ABOUT THIS EXERCISE: The lines below starting at the line containing "like [265, 139]." and ending at the line containing "like [239, 156]." are to be repeated exactly, with both ends kept and nothing else added.

--------------------

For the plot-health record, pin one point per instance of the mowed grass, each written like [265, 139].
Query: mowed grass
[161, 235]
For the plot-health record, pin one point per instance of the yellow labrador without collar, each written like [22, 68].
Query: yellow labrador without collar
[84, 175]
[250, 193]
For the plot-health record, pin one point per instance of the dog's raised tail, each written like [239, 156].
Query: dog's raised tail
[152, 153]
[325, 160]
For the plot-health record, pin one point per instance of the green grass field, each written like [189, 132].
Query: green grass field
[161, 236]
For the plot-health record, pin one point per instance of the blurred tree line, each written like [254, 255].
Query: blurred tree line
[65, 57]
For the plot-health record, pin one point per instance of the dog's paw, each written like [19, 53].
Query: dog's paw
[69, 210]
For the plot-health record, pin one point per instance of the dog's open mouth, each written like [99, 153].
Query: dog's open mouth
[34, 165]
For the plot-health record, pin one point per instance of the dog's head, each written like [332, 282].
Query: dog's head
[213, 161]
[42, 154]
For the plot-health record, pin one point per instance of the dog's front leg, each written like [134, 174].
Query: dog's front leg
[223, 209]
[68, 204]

--------------------

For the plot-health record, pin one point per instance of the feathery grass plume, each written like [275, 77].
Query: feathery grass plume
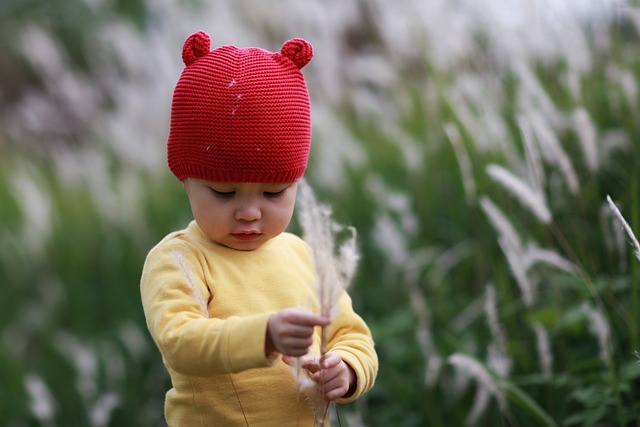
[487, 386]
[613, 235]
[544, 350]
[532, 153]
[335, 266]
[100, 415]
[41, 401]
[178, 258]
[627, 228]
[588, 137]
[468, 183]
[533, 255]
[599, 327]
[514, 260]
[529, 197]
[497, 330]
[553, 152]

--------------------

RESPONSE BOX:
For the plot-health record, pin one point per instance of the mowed grass, each written like [265, 139].
Query: mowed grass
[161, 235]
For the plot-health record, pin one point per instance of the yellow labrador without collar, each written like [22, 68].
Query: yellow labrador without collar
[84, 175]
[250, 193]
For the plot-health record, pin one point per instance of the dog's raised tail, each written like [239, 156].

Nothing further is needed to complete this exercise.